* **Prompt**
Your task is to find every line of the data that holds the string "lawn" and copy it.

* **Records for processing**
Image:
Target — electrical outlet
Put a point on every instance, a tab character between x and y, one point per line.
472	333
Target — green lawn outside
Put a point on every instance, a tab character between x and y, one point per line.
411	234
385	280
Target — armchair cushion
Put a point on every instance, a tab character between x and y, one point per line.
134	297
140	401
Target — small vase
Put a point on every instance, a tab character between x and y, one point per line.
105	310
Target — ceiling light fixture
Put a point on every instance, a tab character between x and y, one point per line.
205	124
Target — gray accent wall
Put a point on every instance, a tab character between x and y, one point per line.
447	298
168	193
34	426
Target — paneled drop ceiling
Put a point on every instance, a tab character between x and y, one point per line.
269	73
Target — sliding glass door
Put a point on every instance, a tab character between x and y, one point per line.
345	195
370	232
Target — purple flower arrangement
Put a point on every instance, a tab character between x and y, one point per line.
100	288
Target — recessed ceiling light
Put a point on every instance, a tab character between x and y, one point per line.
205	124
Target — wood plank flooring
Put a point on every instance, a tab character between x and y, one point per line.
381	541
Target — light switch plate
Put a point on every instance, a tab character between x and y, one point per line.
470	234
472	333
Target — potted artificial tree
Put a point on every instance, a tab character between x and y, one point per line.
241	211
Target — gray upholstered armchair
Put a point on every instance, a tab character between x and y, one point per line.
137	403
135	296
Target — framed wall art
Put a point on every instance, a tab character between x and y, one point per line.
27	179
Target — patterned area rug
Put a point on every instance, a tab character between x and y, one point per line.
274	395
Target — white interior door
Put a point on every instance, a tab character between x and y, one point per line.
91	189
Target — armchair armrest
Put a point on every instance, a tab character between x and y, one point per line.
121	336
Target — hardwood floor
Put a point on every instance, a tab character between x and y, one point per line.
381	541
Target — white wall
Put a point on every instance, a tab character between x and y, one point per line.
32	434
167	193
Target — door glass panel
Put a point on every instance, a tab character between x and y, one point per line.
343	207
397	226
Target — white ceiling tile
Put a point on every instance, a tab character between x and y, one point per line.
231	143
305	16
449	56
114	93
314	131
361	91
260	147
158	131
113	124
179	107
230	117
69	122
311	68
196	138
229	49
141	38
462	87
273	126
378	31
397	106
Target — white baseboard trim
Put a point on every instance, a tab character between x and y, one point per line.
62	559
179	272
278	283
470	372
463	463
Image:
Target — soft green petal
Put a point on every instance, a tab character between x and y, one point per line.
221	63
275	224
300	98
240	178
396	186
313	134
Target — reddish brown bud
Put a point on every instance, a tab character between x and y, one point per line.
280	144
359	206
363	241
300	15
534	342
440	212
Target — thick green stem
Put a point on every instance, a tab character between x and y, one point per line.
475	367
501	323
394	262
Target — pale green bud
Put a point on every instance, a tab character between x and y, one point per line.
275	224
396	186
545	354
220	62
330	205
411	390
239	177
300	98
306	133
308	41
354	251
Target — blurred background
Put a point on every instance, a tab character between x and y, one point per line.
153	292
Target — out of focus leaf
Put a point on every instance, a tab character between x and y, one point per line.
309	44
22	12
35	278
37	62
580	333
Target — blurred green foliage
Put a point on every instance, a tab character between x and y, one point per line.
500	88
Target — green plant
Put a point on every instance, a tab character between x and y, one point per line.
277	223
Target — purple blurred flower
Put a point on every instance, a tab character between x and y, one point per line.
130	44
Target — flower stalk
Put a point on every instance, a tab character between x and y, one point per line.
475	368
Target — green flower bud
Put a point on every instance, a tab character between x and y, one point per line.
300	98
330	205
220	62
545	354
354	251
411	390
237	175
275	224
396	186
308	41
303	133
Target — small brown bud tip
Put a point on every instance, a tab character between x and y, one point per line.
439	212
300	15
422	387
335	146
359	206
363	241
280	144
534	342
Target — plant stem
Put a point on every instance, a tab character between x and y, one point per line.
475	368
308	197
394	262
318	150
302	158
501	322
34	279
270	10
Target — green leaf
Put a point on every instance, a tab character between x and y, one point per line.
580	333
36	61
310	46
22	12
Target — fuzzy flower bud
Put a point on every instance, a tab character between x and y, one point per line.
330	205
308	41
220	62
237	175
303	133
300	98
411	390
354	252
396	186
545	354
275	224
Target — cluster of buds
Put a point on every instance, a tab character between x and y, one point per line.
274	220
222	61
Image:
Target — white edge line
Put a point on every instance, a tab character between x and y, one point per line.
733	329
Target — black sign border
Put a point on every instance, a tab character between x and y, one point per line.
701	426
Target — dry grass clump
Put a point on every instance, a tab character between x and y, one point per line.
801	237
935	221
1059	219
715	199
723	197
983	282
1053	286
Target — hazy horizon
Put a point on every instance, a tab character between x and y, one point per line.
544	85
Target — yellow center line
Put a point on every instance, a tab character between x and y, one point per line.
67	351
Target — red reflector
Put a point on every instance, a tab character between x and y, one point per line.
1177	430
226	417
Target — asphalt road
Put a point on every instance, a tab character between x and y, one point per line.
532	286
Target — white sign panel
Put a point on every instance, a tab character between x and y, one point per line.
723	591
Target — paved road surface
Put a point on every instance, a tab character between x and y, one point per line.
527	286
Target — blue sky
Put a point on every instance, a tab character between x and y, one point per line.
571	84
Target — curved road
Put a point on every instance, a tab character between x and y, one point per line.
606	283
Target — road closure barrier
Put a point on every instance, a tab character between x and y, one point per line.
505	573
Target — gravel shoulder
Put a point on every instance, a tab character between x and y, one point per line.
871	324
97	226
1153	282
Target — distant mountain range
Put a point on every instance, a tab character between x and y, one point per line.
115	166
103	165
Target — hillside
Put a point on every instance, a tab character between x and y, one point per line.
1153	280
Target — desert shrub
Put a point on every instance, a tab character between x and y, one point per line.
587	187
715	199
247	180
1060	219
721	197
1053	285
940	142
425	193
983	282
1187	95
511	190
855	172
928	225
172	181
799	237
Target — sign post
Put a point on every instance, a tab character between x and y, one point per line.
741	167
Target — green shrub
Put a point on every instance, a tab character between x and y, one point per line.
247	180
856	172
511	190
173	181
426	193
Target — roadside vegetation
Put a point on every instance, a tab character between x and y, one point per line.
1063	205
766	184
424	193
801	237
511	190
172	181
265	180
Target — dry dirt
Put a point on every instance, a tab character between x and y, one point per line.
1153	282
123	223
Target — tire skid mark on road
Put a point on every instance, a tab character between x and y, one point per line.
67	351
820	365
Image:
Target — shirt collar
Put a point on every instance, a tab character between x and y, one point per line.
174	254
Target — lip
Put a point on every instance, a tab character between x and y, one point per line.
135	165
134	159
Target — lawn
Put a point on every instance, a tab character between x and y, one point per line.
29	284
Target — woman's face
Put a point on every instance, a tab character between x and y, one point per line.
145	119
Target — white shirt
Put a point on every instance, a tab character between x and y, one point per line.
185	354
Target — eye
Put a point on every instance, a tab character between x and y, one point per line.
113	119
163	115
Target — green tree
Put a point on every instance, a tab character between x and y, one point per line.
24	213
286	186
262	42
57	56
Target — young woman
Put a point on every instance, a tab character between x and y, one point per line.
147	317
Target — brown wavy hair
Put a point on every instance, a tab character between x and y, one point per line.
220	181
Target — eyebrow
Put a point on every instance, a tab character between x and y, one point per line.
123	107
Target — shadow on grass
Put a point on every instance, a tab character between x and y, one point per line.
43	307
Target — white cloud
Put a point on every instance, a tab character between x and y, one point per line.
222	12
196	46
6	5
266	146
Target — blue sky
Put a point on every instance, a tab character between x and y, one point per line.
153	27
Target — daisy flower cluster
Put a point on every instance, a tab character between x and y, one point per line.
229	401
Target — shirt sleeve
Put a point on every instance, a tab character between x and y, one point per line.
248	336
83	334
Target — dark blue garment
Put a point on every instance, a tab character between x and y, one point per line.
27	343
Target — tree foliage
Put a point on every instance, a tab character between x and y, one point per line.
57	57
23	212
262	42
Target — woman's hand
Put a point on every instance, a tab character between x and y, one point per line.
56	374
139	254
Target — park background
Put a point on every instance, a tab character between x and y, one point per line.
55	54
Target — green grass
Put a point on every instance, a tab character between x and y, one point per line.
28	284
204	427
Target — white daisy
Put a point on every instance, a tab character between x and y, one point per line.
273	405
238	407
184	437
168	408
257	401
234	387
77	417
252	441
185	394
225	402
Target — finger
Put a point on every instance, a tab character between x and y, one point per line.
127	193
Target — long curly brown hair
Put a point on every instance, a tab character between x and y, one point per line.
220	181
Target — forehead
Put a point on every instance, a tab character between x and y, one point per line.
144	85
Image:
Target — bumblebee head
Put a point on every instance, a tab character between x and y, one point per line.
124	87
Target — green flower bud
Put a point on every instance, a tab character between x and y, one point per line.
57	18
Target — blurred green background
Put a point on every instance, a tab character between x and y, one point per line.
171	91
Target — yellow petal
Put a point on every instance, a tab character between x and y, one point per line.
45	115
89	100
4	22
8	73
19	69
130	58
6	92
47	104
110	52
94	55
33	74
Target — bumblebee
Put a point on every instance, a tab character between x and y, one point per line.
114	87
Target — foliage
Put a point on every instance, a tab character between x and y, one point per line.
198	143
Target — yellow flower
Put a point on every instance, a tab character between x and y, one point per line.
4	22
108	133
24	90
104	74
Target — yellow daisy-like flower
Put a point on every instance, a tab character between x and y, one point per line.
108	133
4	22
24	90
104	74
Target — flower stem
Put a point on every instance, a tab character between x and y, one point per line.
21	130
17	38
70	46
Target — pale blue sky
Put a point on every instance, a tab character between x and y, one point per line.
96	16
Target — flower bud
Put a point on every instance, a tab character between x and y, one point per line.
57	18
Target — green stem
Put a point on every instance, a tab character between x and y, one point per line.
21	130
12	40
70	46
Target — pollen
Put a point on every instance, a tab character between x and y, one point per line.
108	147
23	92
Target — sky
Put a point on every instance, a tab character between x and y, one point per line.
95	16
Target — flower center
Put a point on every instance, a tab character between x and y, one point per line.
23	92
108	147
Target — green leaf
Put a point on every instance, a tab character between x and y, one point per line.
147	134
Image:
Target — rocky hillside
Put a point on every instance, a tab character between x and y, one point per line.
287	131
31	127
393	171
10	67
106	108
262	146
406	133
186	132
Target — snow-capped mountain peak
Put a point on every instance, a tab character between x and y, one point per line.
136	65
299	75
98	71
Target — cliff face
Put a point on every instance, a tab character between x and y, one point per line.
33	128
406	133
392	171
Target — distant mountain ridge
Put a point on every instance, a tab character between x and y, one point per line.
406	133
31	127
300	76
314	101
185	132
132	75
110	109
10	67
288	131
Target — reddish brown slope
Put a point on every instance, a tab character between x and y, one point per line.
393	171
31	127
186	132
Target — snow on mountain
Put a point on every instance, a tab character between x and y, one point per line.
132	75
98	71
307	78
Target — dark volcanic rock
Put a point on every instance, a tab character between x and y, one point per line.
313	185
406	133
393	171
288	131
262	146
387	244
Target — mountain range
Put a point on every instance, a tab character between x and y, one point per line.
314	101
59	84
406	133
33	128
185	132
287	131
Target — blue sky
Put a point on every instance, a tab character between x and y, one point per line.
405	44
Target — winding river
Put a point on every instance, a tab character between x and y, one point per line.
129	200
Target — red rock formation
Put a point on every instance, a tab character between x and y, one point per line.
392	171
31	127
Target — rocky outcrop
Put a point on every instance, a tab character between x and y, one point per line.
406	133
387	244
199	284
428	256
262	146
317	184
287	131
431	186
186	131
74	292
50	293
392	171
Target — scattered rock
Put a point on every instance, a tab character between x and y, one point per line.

* **Exercise output**
Target — green lawn outside
Target — lawn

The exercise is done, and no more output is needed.